▶ [Your assignment]: Begin at the line below that contains "Target: parked car". Repeat it and all remaining lines of the records exactly.

▶ [Data provided]:
::::

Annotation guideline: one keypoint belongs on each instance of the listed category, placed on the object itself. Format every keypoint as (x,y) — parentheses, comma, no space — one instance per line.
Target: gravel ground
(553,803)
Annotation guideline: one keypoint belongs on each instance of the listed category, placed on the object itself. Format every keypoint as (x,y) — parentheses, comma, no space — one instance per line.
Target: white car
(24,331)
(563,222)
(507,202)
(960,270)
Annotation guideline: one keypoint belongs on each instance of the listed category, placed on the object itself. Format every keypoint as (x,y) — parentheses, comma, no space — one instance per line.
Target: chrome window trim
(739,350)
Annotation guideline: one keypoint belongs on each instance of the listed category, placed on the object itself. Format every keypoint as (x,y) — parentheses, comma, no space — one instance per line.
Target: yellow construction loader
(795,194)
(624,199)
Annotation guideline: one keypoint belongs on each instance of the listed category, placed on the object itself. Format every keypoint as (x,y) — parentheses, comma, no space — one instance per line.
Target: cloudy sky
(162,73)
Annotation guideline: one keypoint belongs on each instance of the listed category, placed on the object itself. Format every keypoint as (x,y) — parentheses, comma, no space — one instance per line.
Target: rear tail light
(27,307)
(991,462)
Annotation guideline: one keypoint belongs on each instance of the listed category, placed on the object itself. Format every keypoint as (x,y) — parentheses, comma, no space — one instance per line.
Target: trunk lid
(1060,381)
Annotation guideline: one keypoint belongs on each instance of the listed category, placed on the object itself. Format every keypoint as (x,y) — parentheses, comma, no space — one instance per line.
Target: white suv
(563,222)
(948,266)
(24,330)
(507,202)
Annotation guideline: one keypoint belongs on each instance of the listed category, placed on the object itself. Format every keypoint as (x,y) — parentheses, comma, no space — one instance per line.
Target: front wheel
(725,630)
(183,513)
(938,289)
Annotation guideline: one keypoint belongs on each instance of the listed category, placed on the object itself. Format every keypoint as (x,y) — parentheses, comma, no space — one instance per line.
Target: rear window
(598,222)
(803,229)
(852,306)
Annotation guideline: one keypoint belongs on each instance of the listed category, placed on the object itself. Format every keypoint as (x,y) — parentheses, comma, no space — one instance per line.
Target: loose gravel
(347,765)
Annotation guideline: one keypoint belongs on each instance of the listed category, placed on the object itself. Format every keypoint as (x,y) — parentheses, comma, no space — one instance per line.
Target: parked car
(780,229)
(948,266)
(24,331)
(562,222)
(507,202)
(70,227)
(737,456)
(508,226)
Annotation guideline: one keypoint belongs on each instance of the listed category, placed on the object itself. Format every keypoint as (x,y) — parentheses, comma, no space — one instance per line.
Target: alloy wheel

::::

▶ [Task response]:
Target: parked car
(780,229)
(948,266)
(24,331)
(562,222)
(507,202)
(70,227)
(737,456)
(508,226)
Annotation guideline: one keypoint belongs on each instance of the listed category, placed on the object itself. Format every keypoint as (x,y) — parentheses, comma, no space — one instance per line.
Target: alloy wheel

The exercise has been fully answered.